§ **Kutipan Terpilih**:
# # # # # # #
Menuju konten utama

Menilik Rekam Jejak 14 Calon Komisioner Komnas HAM

Komisi III DPR akan memilih 7 nama dari 14 calon yang diajukan panitia seleksi sebagai calon komisioner mendatang. Siapa saja mereka?

Menilik Rekam Jejak 14 Calon Komisioner Komnas HAM
Payung hitam berisi protes terhadap penuntasan kasus Tragedi 98 pada Aksi Kamisan, Jakarta, Kamis (3/8). tirto.id/Arimacs Wilander

tirto.id - “Saya tidak pernah menerima satu peser pun uang, Pak!”

Kalimat itu diucapkan Sandrayati Moniaga, komisioner Komnas HAM 2012-2017, saat wawancara terbuka dalam seleksi di Gedung Mahkamah Konstitusi, 21 Juli lalu. Ia memberikan tekanan pada kata “saya” dan “satu peser pun uang” dengan melambatkan tempo tetapi lugas.

Bantahan itu terlontar dari mulut Sandra setelah Panitia Seleksi Komisioner Komnas HAM 2017-2022 mencecarnya dengan pertanyaan terkait kegiatan Inkuiri Nasional Hak Masyarakat Hukum Adat atas Wilayahnya di Kawasan Hutan. Kegiatan itu diselenggarakan oleh Komnas HAM di 7 kota (Medan, Pontianak, Rangkasbitung, Mataram, Palu, Ambon, dan Abepura) sepanjang Mei - Desember 2014 bersama lembaga lain, seperti Lembaga Perlindungan Saksi dan Korban (LPSK), Komnas Perempuan, Kementerian Kehutanan, dan beberapa lembaga swadaya masyarakat.

Makarim Wibisono, anggota Pansel, memulai pertanyaan terkait dana dari donatur untuk menerbitkan empat serial buku Inkuiri Nasional pada Maret 2016. Namun, tuduhan mantan Duta Besar Indonesia untuk PBB itu, dana tersebut ditahan sendiri oleh Sandra dan proyek dikerjakan dengan melibatkan suami Sandra. Selain itu, dalam upaya memperoleh pendanaan, Sandra dituding tak pernah mengonsultasikan kepada Ketua Komnas HAM saat itu, Hafid Abas.

Hafid Abas secara terpisah mengatakan jika bantuan itu diberikan kepada Komnas HAM tapi melalui Sandra. Besaran dana, menurut Hafid, sekitar Rp2,6 miliar. Namun, ia mengaku lupa lembaga donor yang memberikan dana tersebut.

“Pokoknya, yang paling tahu itu Sandra, dari mana dana itu. Cukup besar, dan itu baru satu. Yang lain-lain, kan, juga banyak. Kalau tidak salah waktu itu 200 ribu dolar, jadi Rp2,6 miliar,” kata Hafid kepada reporter Tirto, 5 Agustus lalu.
# # # # # # #
§ **Data Sumber**:
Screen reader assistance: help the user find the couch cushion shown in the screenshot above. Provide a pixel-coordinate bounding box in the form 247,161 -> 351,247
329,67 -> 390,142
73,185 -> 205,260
# # # # # # #
§ **Tugas Latihan**: Ulangi persis seluruh teks dalam artikel tentang calon komisioner Komnas HAM di atas, mulai dari "Kalimat itu diucapkan" sampai dengan "tempo tetapi lugas.".

§ **Hasil Keluaran**:
Kalimat itu diucapkan Sandrayati Moniaga, komisioner Komnas HAM 2012-2017, saat wawancara terbuka dalam seleksi di Gedung Mahkamah Konstitusi, 21 Juli lalu. Ia memberikan tekanan pada kata “saya” dan “satu peser pun uang” dengan melambatkan tempo tetapi lugas.